▶ **TASK BRIEF**
Arrange every line of the items below as a JSON list of strings, one string per line, skipping blank lines and leaving out the pictures.

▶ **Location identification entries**

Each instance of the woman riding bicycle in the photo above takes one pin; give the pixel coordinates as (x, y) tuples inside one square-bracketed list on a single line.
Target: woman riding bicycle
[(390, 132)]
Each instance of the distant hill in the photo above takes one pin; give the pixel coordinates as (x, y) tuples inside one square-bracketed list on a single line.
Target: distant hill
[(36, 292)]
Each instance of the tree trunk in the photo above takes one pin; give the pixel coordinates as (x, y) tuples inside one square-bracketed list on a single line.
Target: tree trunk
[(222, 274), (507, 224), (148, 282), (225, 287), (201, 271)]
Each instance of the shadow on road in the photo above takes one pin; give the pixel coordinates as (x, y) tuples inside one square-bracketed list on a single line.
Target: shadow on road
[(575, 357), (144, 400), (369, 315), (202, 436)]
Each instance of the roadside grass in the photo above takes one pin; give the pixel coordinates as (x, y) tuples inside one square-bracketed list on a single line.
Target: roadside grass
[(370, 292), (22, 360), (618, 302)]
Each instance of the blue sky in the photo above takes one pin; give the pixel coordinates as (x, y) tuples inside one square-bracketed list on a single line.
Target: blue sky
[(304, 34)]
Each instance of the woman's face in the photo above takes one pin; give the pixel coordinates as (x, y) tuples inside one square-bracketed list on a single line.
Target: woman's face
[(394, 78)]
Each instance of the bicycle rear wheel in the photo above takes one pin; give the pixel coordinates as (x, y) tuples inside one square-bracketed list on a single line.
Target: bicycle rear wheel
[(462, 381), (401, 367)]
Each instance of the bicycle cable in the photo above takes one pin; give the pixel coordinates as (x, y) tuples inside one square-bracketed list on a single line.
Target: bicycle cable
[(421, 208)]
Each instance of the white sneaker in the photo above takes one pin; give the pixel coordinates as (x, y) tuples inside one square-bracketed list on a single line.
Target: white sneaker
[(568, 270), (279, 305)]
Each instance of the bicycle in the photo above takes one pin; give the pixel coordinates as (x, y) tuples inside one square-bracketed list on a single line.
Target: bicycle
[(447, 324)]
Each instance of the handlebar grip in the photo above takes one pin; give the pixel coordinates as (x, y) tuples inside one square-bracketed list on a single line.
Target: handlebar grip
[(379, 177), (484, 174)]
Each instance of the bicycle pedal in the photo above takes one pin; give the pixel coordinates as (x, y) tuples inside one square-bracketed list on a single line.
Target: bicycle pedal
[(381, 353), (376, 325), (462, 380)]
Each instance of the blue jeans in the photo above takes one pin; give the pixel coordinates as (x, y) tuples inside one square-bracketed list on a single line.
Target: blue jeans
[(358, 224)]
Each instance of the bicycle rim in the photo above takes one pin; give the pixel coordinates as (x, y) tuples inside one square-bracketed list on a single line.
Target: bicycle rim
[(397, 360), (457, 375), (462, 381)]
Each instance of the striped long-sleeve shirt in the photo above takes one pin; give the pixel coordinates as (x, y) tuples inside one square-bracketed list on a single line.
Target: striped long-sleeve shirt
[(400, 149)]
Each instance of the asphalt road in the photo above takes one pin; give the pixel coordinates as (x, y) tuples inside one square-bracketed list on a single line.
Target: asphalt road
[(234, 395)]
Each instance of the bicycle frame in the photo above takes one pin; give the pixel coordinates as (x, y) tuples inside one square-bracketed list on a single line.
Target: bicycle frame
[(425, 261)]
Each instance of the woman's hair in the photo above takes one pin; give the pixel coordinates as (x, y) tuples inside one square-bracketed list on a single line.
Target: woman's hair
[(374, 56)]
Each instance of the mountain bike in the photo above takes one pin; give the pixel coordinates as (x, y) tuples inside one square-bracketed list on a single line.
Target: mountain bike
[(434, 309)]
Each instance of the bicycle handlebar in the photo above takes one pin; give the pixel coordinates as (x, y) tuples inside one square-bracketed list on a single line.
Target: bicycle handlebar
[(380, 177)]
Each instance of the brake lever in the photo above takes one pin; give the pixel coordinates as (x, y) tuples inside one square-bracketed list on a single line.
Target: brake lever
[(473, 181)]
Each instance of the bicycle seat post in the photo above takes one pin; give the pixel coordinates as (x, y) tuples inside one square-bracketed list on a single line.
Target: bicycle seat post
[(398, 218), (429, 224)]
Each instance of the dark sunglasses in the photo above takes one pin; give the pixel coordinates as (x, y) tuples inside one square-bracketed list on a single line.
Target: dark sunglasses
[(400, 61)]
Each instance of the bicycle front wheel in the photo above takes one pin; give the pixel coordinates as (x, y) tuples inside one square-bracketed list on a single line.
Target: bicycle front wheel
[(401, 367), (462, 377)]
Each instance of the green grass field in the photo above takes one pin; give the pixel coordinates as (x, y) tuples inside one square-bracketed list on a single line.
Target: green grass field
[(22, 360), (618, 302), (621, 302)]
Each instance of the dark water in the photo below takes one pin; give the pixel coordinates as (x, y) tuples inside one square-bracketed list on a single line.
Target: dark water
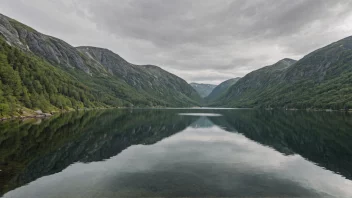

▶ **WRITTEN RESPONSE**
[
  "Each instance of the woman riding bicycle in the photo above takes one pin; give the pixel coordinates as (x, y) tuples inside one square-bracketed list on a single line.",
  "Target: woman riding bicycle",
  "[(390, 132)]",
  "Each instance of the distant hill in the photo above takes one pin; give the pixel coordinates as (x, y) tuples inside one square-bracketed list on a single line.",
  "Target: distant hill",
  "[(36, 292)]",
  "Each instance of the tree trunk in the photo above takes one pin; give the pixel coordinates as (x, y) tuples inside one square-bracketed list on a single line.",
  "Target: tree trunk",
  "[(222, 274), (507, 224), (148, 282), (225, 287), (201, 271)]",
  "Each instance of the shadow on road in the photo above takes one pin; give the pixel coordinates as (x, y) tuples inside one square-bracketed list on a single line.",
  "Target: shadow on road",
  "[(575, 357), (144, 400), (369, 315), (202, 436)]",
  "Each instance of the roadside grass in the photo above takes one pin; give the pixel coordinates as (x, y) tuples inside one square-bracketed list on a single line.",
  "Target: roadside grass",
  "[(370, 292), (22, 360), (618, 302)]",
  "Each instance of the blue sky in the photo above takes one pin; give the pixel coordinates as (x, y) tuples inside one square-bracketed list on a single line.",
  "Target: blue sky",
  "[(304, 34)]",
  "Each instance of the woman's face in the photo above takes one pin; give the pixel coordinates as (x, y) tuples inside one square-bracketed list on a single line.",
  "Target: woman's face",
  "[(394, 78)]",
  "Each instance of the bicycle rear wheel in the photo above takes one pin; give the pixel coordinates as (x, y) tuples inside one square-bracketed list on a single line.",
  "Target: bicycle rear wheel",
  "[(462, 381), (401, 367)]",
  "Each instance of the bicycle cable in the photo above takes one pin; give the pixel coordinates as (x, y) tuples inside one square-bracketed list on a single line.",
  "Target: bicycle cable",
  "[(421, 208)]",
  "Each instance of the white sneaker in the photo above takes one pin; give the pixel coordinates as (x, y) tuples inside one square-bracketed list on a single line.",
  "Target: white sneaker",
  "[(568, 270), (279, 305)]",
  "Each instance of the bicycle in the photo above takes one pin; give the pixel coordinates as (x, y) tuples inside one square-bracketed list on a single line.",
  "Target: bicycle",
  "[(447, 324)]",
  "Each instance of the handlebar grip in the photo above takes one pin; give the pixel coordinates as (x, y) tuples inside one square-bracketed list on a single line.",
  "Target: handlebar grip",
  "[(379, 177), (484, 174)]",
  "Each instance of the bicycle pedal in the photo above takes one pin; give the pixel coordinates as (x, y) tuples inside one square-bracketed list on a single line.",
  "Target: bicycle pedal",
  "[(381, 353), (376, 325), (462, 380)]",
  "Each instance of the blue jeans in the photo above takes one pin; give the pixel coordinates as (x, y) tuples inside one square-bracketed list on a single line.",
  "Target: blue jeans",
  "[(358, 224)]",
  "Each instance of the bicycle rim in the photo above takes one pin; give the pixel coordinates as (x, y) tuples inside one square-bracketed list on a single line.",
  "Target: bicycle rim",
  "[(397, 360), (457, 375), (462, 381)]",
  "Each instance of the striped long-sleeve shirt in the photo above takes one pin; give the pixel coordinates as (x, y) tuples inside one square-bracketed list on a single line.",
  "Target: striped long-sleeve shirt",
  "[(400, 149)]",
  "Each instance of the asphalt road in the photo above takes one pin; give the pixel coordinates as (x, y) tuples inside one square-bracketed list on a single line.",
  "Target: asphalt road",
  "[(234, 395)]",
  "Each instance of the bicycle frame in the photo above takes one pin; give the pixel coordinates as (x, y) tuples inside one square-bracketed list on a single line.",
  "Target: bicycle frame",
  "[(425, 261)]",
  "Each instance of the woman's hair in the photo above takes one pin; give the pixel coordinates as (x, y) tuples inside one square-bracketed list on a single line.",
  "Target: woman's hair",
  "[(374, 56)]",
  "Each instance of the mountain bike in the photo above takes one pin; give the pixel coordinates as (x, y) tuples inside one square-bracketed list on a single line.",
  "Target: mountain bike",
  "[(434, 309)]",
  "Each instance of the bicycle handlebar in the photo above takes one pin; give the pixel coordinates as (x, y) tuples inside one square-bracketed list on a single line.",
  "Target: bicycle handlebar",
  "[(380, 177)]",
  "Each instance of the brake lever in the photo above takes one pin; give the pixel coordinates as (x, y) tuples inside one square-bracketed list on a single line.",
  "Target: brake lever",
  "[(473, 181)]",
  "Each instance of the bicycle seat post in the photo above takes one pin; give the pixel coordinates as (x, y) tuples inside one square-bracketed list on a single line.",
  "Target: bicycle seat post",
  "[(398, 218), (429, 224)]",
  "Each instance of the dark sunglasses in the photo above takes one pin; give the pixel coordinates as (x, y) tuples inside one square-bracketed list on a single line.",
  "Target: dark sunglasses",
  "[(400, 61)]",
  "Each instance of the bicycle front wheel in the photo above takes one pin; give the pixel coordinates as (x, y) tuples inside one square-bracketed list on a single line.",
  "Target: bicycle front wheel",
  "[(401, 367), (462, 377)]",
  "Each instance of the green grass field in the photo above takes one pin; give the pixel coordinates as (x, y) tuples inside one square-bracketed list on a single line.",
  "Target: green grass field",
  "[(22, 360), (618, 302), (621, 302)]",
  "Each instance of the dark water in the photo below takes one pin; give the pixel coordinates as (x, y) tuples inside one square-bracketed list on a single line.",
  "Target: dark water"
]